=== TASK LIST ===
- a) Reproduce the passage on Hudson Valley wineries word for word, beginning at the words "The spirit of" and stopping after "to the region.".
- b) Continue the piece on Hudson Valley wineries from its last sentence.

=== TEXT BLOCK ===
-*-

They decided to initially plant a French-American hybrid, Vidal Blanc, for a white, and a vinifera, Cabernet Franc, for a red.
The results — after waiting so many years — have been inspiring, Ryan adds. “We are planting four more acres. And we are open to planting vinifera, hybrids and even Hudson Valley native grapes. We’re still deciding.”
“Everyone in the family weighs in,” Ryan continues. “We have aunts, uncles, cousins, the whole Robibero crew down here on the weekends sampling our latest efforts and working in the vineyard. We do blind tastings with different percentages of varietals blended in. The favorite is the blend we choose.”
This year, Robibero will produce about 2,500 cases, using 10-15% of their own grapes, with the rest coming in from the North Fork and the Finger Lakes. Their 2012 Cabernet Franc won a double gold medal in the Hudson Valley Wine competition, but their 87 North, named after the NYS Thruway – a blend of Vidal Blanc and Cayuga White – and for the first time this year brimming with estate-grown fruit, is Ryan’s favorite.
“I can taste our terroir in it,” he explains. “It reflects the grapes of the entire state, which is why we named it after the Thruway, but you really get Hudson Valley terroir in every sip. The deep minerality, the shale. It’s a beautiful New York white.”
The spirit of the winery is also fresh, young, unexpected and distinctively Hudson Valley.
“…because we’re new and green, we have taken risks and made discoveries and been able to explore the terroir of the Hudson Valley in a way that seasoned pros might not be able to.”
Hudson-Chatham is the Lady Gaga of Hudson Valley wineries, transforming oddness into art. The winery was created, in a sense, to celebrate the terroir of the Hudson Valley. Founder Carlo DeVito who owns the winery with his wife Dominique is devoted to the history and tastes indigenous to the region.

-*-

=== COLLECTED DATA ===

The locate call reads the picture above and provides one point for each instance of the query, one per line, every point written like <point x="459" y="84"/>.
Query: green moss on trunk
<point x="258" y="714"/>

-*-

=== THE RESPONSES ===
- a)
The spirit of the winery is also fresh, young, unexpected and distinctively Hudson Valley.
“…because we’re new and green, we have taken risks and made discoveries and been able to explore the terroir of the Hudson Valley in a way that seasoned pros might not be able to.”
Hudson-Chatham is the Lady Gaga of Hudson Valley wineries, transforming oddness into art. The winery was created, in a sense, to celebrate the terroir of the Hudson Valley. Founder Carlo DeVito who owns the winery with his wife Dominique is devoted to the history and tastes indigenous to the region.

- b)
“Our winemaker Steve Casscles collects grapes like Imelda Marcos collects shoes,” Carlo tells HVWM. “Steve has amazing grapes from his time at Benmarl in the 1970s. He started working there in high school and became fascinated by the variety of grapes we can grow in this region. We have five acres planted on site and Steve has his own vineyard across the river. He has 30-40 varieties growing on his farm. We are working together to bring back certain historic and heirloom grapes.”
They have had the most commercial success with wines made from the obscure hybrid Chelois. Their Chelois Casscles Vineyard wine has appeared at a number of critically acclaimed restaurants from Manhattan to Albany, including restaurants at the Culinary Institute of America. Hudson-Chatham’s Baco Noir, another hybrid, is often likened to a Burgundy grand cru.
While the DeVitos delight in planting grapes that defy expectations, they won’t plant grapes that don’t like their soil. “We will never plant Merlot,” Carlo said. “They don’t belong here. They thrive on Long Island, but they’ll never ripen properly in our vineyard.”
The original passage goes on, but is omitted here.